- Source excerpt:
● ● ● ●

Upload CSV File to Kibana Dashboard

Debasis_Mallick · September 12, 2023, 11:01am

Hi Team,

I need help on below two points while uploading csv file through kibana dashboard.

How to upload a csv file size of more than 100MB through the kibana dashboard.
How to upload multiple csv files to same indices.

Thanks,
Debasis

ppisljar · September 12, 2023, 12:17pm

thats not possible thru kibana UI, but you can use various methods to get the data indexed to elasticsearch.

beats: you can use filebeat to monitor your folder for files and automatically index them, here is a sample filebeats config

filebeat.inputs:
- type: log
  enabled: true
  paths:
    - /path/to/your/csv/files/*.csv

output.elasticsearch:
  hosts: ["http://your-elasticsearch-host:9200"]
  index: "your_index_name"

you can use es bulk api to index the documents, and maybe a simple python script to do the processing for you

from elasticsearch import Elasticsearch
from elasticsearch.helpers import bulk

es = Elasticsearch(['http://localhost:9200'])  # Replace with your Elasticsearch URL

# Read your CSV file and create a list of dictionaries for each row
# For example, you can use Python's CSV module for this.
data = [{"field1": value1, "field2": value2, ...}, {...}, ...]

# Index the data into Elasticsearch
bulk(es, data, index='your_index_name', doc_type='your_doc_type')

● ● ● ●

- Problem details: In the thread on uploading CSV files to Kibana, which tool does the reply suggest for monitoring a folder and indexing its files automatically?

● ● ● ●

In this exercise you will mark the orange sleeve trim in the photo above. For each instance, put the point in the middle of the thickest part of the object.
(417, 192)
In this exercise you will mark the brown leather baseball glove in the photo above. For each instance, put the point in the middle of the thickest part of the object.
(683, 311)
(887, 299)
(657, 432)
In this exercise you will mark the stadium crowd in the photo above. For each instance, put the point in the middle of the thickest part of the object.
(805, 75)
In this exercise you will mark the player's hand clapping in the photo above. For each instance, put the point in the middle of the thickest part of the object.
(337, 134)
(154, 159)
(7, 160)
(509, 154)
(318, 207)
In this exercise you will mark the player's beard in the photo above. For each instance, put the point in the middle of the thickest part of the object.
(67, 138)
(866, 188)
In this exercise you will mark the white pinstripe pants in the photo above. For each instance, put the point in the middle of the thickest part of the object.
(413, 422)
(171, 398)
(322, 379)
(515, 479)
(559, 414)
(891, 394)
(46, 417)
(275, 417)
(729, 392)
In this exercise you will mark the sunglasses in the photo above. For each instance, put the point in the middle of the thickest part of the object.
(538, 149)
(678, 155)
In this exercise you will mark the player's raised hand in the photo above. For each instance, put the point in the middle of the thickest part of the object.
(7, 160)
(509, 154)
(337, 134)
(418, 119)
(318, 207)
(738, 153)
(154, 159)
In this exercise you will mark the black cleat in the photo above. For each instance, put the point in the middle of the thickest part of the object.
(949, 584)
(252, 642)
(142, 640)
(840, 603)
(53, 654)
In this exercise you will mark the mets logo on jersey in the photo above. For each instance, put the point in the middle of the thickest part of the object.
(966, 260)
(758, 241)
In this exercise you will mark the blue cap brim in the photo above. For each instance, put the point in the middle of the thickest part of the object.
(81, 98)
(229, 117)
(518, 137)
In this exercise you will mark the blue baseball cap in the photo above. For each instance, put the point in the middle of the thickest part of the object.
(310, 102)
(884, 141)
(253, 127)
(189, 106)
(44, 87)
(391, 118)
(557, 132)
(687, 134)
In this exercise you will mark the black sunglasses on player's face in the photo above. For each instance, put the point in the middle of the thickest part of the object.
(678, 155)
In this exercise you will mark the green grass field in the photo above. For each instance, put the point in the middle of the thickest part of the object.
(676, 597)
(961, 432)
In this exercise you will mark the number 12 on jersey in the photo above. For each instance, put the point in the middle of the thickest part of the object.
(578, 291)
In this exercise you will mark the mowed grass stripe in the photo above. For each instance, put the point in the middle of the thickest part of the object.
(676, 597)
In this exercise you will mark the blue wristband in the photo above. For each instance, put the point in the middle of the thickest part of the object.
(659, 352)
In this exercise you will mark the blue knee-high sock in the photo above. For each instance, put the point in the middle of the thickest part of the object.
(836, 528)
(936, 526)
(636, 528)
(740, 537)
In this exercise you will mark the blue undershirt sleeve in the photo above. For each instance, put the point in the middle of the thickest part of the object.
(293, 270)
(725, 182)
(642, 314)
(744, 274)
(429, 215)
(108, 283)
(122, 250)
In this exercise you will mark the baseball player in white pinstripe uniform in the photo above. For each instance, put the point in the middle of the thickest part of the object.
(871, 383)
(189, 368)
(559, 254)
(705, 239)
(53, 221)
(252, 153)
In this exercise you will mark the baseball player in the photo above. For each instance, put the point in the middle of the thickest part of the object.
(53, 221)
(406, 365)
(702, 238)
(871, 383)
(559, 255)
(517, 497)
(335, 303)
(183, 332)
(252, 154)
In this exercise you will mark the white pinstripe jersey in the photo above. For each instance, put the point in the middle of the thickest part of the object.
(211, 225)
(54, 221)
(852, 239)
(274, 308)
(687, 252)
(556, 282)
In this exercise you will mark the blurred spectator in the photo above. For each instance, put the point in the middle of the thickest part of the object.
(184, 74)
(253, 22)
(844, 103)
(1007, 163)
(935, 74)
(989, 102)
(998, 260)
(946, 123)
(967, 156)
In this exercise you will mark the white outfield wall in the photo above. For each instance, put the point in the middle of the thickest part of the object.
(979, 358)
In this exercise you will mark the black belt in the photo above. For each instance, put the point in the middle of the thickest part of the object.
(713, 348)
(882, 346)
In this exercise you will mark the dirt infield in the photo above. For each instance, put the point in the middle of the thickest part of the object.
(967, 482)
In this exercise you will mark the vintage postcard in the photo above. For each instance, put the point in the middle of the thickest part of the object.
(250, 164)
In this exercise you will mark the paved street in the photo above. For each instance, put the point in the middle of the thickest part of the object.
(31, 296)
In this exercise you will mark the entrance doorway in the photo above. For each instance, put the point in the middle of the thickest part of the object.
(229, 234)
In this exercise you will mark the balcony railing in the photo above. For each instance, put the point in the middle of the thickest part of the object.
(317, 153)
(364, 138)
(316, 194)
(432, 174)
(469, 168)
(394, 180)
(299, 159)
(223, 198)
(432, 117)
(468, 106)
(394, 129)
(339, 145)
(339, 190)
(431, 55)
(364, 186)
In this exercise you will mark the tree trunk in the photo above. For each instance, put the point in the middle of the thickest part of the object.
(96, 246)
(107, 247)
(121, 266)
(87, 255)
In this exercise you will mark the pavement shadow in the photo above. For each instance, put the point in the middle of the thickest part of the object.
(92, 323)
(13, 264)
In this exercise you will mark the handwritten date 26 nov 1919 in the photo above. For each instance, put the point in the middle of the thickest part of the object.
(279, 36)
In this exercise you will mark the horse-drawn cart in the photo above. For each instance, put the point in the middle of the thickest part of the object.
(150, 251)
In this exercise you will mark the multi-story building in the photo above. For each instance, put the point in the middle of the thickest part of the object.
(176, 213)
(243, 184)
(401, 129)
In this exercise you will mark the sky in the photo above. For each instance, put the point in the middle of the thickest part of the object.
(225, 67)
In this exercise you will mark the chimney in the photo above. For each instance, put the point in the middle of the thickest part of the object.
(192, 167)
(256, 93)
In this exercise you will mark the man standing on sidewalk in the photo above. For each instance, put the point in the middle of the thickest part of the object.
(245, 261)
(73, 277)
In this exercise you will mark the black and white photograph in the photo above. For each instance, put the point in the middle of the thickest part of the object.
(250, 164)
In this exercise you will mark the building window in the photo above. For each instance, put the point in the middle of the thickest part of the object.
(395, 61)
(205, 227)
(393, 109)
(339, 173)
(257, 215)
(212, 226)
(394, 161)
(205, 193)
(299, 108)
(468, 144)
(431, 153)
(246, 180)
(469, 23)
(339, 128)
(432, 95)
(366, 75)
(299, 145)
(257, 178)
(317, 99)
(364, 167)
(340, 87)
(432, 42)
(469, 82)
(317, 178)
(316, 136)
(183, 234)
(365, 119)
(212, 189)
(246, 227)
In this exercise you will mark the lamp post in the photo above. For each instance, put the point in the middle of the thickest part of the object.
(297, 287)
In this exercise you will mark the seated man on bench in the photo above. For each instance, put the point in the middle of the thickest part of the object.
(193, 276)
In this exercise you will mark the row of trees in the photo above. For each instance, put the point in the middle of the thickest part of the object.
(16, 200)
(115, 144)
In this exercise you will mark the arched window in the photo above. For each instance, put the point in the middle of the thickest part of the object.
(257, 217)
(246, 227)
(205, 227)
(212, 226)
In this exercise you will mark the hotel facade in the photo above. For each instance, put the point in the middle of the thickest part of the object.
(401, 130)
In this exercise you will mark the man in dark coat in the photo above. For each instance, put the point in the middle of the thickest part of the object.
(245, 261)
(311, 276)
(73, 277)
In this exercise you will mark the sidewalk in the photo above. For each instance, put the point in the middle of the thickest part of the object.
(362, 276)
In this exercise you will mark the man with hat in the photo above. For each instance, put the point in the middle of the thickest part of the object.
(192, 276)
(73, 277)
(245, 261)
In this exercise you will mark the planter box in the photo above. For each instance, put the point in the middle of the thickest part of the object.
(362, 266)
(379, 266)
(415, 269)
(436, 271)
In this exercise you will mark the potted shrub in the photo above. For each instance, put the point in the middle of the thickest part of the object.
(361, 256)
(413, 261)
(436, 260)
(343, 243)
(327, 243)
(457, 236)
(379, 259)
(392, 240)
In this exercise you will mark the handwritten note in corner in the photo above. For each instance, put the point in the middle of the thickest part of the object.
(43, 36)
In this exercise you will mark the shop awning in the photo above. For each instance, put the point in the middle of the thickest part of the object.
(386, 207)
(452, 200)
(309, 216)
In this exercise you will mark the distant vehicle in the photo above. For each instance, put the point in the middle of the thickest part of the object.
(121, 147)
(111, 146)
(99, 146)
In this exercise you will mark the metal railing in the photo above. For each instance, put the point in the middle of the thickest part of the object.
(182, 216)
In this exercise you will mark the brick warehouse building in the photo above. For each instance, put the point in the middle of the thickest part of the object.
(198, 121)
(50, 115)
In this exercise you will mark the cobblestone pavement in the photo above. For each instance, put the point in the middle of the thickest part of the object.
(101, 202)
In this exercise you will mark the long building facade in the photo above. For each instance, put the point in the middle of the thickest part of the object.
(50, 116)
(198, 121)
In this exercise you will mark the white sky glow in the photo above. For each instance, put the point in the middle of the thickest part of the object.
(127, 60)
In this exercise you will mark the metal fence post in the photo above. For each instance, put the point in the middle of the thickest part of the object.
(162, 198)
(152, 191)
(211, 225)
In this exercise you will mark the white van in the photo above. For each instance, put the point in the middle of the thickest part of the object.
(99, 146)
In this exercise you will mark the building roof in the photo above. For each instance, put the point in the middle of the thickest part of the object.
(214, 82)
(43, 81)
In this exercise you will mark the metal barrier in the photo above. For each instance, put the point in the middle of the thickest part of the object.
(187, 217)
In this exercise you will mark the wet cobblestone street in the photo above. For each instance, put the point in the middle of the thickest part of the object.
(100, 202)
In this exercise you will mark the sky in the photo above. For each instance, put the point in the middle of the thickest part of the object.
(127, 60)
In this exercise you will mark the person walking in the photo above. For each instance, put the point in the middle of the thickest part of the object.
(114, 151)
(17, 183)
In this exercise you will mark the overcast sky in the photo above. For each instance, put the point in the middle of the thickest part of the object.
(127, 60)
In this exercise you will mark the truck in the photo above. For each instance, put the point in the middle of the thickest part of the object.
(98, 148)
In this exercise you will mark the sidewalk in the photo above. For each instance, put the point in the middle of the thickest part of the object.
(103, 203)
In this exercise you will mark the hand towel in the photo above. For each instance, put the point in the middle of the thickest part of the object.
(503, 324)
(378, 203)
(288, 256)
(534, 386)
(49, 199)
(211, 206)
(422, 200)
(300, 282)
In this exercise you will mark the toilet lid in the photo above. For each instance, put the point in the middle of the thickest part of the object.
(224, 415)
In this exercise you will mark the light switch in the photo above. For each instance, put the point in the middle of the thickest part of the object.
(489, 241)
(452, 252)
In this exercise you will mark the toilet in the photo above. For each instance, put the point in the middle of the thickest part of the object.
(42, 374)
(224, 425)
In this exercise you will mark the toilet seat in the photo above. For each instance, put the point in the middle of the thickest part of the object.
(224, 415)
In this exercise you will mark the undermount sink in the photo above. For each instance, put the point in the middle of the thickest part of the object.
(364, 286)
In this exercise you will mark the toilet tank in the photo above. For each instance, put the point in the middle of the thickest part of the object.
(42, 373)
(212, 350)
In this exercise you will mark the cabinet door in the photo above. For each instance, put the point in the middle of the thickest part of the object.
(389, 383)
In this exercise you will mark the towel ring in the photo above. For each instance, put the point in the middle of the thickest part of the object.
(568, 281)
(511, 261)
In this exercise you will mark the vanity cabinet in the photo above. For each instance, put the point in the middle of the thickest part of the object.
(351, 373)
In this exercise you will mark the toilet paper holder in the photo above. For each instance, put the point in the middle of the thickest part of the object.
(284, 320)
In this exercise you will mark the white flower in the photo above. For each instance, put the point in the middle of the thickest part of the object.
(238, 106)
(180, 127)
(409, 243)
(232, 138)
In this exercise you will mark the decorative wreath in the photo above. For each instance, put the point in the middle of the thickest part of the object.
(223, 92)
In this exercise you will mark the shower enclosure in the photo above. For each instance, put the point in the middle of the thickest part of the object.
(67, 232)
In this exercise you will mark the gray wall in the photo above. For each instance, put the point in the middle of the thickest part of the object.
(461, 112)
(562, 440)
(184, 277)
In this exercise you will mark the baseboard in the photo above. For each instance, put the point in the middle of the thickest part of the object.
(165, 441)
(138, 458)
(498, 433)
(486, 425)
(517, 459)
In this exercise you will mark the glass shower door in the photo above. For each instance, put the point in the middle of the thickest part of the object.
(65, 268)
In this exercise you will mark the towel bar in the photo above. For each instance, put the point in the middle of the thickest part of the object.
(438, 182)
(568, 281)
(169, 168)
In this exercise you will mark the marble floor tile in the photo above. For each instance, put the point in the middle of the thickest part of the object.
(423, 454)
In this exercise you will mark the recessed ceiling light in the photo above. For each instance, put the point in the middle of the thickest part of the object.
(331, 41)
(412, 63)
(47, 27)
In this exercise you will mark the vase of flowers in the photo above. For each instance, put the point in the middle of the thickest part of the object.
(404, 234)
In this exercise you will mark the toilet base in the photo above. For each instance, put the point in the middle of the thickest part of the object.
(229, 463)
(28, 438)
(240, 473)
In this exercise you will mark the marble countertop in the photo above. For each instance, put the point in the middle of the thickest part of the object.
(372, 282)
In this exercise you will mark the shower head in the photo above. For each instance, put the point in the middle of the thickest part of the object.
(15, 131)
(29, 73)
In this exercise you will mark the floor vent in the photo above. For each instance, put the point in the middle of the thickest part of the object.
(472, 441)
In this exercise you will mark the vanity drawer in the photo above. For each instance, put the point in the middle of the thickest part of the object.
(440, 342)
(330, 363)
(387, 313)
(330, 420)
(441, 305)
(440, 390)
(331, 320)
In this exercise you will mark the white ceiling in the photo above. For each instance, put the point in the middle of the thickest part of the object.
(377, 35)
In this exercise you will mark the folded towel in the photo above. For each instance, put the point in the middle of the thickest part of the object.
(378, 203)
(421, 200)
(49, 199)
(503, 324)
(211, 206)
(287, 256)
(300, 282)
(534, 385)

● ● ● ●

- The solution: Filebeat.